Complete the following:
(a) Answer these questions from the air freight rates text:
(i) Which two rates have moved at similar levels for the past three to four months?
(ii) What is Niall van de Wouw's role at Xeneta?
(iii) Which month's air freight market performance did the webinar cover?
(b) Proceed with the air freight rates text, picking up after its final line, "Market development so far...".

The air freight rates in Europe to the US market have been trending downward for both the spot and long-term markets.
The spot and long-term rates have been moving at similar levels for the past three to four months. As inflation negatively impacts consumer savings, we continue to see downward pressure on air cargo rates.
Watch the latest 'State of the Air freight Market' webinar, where Niall van de Wouw, Chief Air Freight Officer at Xeneta, and Wenwen Zhang, Air Freight Analyst at Xeneta, discussed how air freight markets performed in January 2023 and which lanes are experiencing the maximum impact on rates amidst global disruptions.
Key webinar insights
- Which lanes are experiencing the most disruptions + impact on rates
- Demand to supply ratio - is it still in the negative?
- Spot & long-term freight rates on top global trade lanes
- Spotlight on Transatlantic market & lanes
Market development so far...

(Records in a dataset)
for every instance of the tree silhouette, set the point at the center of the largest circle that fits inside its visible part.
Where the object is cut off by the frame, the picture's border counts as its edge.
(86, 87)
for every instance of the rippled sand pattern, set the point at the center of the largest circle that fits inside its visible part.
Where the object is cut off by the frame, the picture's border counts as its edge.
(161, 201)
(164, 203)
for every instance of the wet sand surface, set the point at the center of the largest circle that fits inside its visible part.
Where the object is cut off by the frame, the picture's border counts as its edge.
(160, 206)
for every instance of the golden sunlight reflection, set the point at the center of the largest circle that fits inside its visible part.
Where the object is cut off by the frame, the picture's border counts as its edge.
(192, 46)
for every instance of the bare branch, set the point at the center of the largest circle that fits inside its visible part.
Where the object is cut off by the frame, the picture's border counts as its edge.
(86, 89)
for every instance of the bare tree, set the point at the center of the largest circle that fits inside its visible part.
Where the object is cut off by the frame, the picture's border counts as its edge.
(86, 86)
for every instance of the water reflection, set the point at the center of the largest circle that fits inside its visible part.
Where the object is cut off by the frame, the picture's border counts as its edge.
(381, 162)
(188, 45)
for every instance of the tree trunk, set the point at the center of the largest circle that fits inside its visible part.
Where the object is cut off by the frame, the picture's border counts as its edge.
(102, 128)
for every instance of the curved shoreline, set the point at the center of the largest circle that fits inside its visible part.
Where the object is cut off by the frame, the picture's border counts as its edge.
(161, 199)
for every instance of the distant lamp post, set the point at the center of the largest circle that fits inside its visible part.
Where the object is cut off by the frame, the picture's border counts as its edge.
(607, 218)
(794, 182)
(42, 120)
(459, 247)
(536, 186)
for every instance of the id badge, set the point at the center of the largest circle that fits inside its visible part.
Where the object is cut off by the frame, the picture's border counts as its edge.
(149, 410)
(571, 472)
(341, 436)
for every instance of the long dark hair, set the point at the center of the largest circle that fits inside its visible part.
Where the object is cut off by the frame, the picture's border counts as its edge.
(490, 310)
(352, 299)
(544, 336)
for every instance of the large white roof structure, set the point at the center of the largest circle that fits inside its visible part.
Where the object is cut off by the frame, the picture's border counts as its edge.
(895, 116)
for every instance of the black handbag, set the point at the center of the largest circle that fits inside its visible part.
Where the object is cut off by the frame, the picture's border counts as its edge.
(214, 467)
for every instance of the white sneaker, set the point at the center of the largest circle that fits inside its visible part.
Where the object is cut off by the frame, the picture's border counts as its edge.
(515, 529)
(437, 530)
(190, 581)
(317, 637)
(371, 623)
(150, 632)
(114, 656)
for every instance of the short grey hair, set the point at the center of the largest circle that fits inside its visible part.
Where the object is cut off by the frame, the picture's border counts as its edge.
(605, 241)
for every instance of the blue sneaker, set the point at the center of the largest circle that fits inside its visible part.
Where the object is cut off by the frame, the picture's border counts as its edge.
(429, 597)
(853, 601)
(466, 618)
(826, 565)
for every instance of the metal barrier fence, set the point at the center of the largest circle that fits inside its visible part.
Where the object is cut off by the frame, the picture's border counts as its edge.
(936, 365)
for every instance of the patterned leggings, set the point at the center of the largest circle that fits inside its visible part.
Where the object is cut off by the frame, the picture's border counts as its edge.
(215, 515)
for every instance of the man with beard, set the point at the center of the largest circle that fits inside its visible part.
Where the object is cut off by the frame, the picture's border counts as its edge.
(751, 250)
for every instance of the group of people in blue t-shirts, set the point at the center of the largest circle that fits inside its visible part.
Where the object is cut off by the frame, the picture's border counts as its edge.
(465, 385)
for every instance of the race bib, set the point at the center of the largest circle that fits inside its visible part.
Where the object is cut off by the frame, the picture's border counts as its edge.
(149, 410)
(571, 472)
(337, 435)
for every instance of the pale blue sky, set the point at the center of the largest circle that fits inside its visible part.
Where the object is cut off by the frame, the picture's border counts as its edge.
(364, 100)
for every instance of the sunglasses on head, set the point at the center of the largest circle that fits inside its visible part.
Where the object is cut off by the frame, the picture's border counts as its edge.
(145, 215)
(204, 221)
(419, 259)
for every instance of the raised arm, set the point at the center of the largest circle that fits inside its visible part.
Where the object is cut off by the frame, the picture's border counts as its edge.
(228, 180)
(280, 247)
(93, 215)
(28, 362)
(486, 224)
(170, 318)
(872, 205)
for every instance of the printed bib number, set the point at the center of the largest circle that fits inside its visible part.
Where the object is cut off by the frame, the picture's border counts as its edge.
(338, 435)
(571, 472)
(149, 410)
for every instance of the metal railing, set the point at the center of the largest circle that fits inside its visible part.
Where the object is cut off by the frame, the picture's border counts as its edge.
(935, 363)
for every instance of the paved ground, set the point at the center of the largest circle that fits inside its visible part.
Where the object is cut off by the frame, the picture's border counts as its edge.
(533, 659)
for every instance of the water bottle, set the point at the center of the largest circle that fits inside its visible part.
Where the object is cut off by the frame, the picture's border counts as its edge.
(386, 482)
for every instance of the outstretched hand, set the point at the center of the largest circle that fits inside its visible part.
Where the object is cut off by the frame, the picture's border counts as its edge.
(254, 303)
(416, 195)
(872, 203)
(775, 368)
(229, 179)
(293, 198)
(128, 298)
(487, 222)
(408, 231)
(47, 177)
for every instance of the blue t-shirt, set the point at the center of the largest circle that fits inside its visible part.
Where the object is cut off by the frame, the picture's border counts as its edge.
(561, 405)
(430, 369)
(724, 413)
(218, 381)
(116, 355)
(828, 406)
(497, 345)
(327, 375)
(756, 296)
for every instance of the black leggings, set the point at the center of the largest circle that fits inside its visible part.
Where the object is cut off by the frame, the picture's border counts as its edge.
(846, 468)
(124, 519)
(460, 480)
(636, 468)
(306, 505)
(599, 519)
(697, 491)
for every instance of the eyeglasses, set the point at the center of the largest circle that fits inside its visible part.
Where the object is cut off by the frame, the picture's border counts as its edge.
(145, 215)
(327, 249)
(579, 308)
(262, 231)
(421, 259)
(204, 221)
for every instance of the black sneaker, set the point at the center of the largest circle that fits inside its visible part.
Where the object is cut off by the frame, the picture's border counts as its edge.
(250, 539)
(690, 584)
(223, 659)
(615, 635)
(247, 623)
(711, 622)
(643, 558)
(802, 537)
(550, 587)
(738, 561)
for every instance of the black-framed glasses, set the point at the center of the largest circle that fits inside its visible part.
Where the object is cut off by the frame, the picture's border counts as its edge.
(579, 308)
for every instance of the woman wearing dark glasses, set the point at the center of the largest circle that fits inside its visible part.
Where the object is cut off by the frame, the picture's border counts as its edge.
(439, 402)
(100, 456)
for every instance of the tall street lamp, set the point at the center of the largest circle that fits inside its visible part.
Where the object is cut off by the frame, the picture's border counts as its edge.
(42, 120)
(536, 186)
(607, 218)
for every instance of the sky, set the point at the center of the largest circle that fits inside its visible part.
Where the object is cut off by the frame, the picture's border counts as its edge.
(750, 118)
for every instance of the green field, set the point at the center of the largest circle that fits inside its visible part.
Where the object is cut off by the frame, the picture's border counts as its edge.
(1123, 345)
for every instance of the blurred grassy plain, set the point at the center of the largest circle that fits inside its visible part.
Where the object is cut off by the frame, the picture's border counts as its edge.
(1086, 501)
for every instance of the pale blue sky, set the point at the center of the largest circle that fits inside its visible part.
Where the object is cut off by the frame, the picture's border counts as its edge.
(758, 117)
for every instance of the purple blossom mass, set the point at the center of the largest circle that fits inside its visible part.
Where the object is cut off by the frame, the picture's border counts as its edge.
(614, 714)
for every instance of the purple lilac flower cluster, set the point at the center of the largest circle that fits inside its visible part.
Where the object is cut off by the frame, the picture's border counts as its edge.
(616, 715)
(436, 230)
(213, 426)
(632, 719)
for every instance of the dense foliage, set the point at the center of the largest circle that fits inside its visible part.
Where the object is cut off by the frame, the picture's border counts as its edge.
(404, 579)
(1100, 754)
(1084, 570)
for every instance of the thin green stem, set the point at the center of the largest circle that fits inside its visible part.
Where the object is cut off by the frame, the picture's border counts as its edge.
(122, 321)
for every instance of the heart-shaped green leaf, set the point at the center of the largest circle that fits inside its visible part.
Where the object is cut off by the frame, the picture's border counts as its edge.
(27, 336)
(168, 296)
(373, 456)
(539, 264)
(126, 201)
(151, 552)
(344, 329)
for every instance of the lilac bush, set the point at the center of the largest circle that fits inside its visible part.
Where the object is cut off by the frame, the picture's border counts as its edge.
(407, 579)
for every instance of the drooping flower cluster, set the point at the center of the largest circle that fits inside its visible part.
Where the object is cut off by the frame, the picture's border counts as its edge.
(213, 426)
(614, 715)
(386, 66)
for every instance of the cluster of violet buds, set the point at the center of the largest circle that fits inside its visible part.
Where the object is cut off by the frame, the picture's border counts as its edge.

Answers below:
(a)
(i) The spot and long-term rates.
(ii) Chief Air Freight Officer.
(iii) January 2023.

(b)
Global air cargo volume year-on-year continued to drop in January 2023 since February 2022, making the start of the year difficult for the airlines. On the other hand, freight buyers witnessed a recovery of more than 10% in the total global capacity compared to the last year: This is due to the return of the belly flights since March of last year. Xeneta data shows that global air cargo capacity is close to being at par with the pre- covid levels.
At the regional level, we see a lower load factor on nearly all major trades in Jan 2023 compared to last year. One of the biggest declines was seen on the Asia Pacific to Europe trade (- 12%). Asia Pacific has the same striking load factor of 77% on all three major corridors, APAC to Europe, the Middle East, and North America.
Europe to North America load factor is also lower, considering the excess capacity that entered across the Atlantic compared to last year. But the transatlantic market is more resilient than others, as air cargo volumes on this corridor stay buoyant.
The current double-digit decline in load factor across nearly all regions is putting downward pressure on air freight rates in general. Other than the Covid-19 aftermath, the air cargo market is also exposed to other external factors, including economic headwinds.
The US inflation has been above the target level for 21 consecutive months. Since it reached its peak in June last year, the January US inflation continues to trend downward. Although the growth has decelerated since July, the impact of inflation persists. The US retail sales slowed down since July last year, pushing the November inventory-to-sales ratio to its highest level in the last two years.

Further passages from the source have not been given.